**任务要求**
请把下方所有含有字符串“beige”的行收集起来，逐行照原文抄出。匹配时区分大小写。

**任务输入**
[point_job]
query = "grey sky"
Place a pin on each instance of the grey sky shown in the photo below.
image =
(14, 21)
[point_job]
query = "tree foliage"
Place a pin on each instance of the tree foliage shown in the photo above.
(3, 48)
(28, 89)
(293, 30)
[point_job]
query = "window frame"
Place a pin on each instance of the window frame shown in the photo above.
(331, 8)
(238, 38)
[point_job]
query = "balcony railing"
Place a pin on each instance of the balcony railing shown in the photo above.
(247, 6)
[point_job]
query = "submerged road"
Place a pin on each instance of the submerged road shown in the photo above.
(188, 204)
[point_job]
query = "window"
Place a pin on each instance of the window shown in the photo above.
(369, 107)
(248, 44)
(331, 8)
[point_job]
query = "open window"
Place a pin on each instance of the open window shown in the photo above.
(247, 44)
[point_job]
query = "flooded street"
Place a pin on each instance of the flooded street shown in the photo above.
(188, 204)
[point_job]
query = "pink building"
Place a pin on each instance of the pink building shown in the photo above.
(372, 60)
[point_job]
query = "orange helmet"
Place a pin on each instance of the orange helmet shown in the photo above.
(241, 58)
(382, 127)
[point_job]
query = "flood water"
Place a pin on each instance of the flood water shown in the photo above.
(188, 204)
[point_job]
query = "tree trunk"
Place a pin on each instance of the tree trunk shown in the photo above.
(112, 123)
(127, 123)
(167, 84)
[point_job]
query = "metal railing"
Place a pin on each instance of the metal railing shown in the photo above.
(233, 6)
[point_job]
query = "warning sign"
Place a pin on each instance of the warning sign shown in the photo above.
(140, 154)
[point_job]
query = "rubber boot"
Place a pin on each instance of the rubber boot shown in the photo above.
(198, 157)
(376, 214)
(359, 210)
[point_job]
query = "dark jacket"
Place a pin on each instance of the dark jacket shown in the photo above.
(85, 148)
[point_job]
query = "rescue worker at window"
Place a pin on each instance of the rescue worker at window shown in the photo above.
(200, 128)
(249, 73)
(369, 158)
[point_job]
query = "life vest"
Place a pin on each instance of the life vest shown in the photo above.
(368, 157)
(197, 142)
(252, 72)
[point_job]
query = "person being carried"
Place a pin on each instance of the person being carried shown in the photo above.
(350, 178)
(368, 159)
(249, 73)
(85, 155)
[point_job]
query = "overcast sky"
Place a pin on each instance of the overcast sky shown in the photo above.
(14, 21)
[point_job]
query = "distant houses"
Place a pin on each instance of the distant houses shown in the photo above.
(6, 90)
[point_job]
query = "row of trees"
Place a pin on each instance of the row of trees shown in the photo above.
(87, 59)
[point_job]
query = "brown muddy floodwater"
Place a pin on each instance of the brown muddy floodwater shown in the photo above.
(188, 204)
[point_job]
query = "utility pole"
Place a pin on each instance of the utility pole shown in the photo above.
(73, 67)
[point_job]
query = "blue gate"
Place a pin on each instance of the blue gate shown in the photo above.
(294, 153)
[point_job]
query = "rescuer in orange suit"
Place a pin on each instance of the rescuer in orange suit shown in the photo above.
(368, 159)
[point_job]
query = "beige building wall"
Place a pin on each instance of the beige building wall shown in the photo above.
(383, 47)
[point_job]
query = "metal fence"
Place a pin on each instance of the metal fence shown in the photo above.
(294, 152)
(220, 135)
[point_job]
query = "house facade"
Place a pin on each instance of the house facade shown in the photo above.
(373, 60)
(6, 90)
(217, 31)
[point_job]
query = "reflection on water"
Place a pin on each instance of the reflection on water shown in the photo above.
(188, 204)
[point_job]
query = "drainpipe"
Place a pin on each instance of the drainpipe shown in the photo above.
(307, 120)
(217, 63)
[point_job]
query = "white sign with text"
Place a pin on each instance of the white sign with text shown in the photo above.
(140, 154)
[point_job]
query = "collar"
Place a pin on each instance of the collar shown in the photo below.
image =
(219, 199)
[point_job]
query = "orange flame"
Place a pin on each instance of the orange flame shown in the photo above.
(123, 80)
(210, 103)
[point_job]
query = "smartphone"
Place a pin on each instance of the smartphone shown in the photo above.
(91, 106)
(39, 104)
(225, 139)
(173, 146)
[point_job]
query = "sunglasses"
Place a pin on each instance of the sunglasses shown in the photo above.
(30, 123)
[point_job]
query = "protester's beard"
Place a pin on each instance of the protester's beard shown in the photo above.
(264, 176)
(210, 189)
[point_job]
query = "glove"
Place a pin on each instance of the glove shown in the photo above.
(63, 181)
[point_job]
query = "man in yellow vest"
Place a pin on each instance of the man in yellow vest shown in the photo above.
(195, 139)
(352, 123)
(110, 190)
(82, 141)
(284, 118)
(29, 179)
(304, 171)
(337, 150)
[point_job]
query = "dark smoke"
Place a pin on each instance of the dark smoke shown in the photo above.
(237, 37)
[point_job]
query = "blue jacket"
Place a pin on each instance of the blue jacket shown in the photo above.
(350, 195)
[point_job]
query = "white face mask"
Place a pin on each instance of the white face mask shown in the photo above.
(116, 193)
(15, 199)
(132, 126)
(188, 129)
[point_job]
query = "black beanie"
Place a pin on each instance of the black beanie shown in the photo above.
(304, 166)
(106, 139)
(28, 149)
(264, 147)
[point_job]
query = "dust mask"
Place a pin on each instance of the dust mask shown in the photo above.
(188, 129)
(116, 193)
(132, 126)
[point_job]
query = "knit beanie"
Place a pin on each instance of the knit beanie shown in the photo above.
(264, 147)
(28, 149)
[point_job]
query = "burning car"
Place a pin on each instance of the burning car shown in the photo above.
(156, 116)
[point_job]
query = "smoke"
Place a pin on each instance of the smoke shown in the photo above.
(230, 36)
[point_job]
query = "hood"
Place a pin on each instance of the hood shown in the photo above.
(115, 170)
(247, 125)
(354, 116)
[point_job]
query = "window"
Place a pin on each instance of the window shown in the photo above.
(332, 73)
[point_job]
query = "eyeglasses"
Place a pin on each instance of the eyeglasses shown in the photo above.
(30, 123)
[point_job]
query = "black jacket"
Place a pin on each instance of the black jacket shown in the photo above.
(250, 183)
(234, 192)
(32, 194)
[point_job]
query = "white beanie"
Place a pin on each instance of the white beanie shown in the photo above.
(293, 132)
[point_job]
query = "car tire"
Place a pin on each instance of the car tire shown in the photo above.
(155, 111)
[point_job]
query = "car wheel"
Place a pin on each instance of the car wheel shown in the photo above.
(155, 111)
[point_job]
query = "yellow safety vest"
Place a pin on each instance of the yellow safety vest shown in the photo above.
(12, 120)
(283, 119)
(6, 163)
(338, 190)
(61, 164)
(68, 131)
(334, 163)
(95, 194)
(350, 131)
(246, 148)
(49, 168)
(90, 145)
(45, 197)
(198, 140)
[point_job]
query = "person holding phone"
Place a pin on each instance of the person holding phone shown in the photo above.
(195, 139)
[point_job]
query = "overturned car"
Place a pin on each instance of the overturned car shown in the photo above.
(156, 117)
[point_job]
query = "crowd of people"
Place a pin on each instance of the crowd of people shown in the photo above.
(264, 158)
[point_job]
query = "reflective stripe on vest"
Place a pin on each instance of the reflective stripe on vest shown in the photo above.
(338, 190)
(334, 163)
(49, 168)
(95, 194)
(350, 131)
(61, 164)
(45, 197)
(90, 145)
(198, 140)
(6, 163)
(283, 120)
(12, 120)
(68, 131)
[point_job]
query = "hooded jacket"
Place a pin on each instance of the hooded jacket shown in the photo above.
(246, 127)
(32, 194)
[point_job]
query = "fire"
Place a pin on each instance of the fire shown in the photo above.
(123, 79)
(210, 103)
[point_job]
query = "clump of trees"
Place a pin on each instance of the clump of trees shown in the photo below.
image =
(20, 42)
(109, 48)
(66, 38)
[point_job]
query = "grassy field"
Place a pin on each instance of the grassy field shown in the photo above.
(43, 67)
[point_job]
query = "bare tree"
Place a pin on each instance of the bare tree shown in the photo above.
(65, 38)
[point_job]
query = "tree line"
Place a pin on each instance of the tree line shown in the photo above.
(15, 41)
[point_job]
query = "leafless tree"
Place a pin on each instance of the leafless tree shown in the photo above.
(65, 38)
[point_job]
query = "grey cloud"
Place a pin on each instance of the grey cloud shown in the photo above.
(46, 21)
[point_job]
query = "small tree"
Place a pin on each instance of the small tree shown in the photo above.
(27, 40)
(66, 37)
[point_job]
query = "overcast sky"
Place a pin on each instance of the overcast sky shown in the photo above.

**正确输出**
query = "beige building wall"
Place a pin on each instance of the beige building wall shown in the photo above.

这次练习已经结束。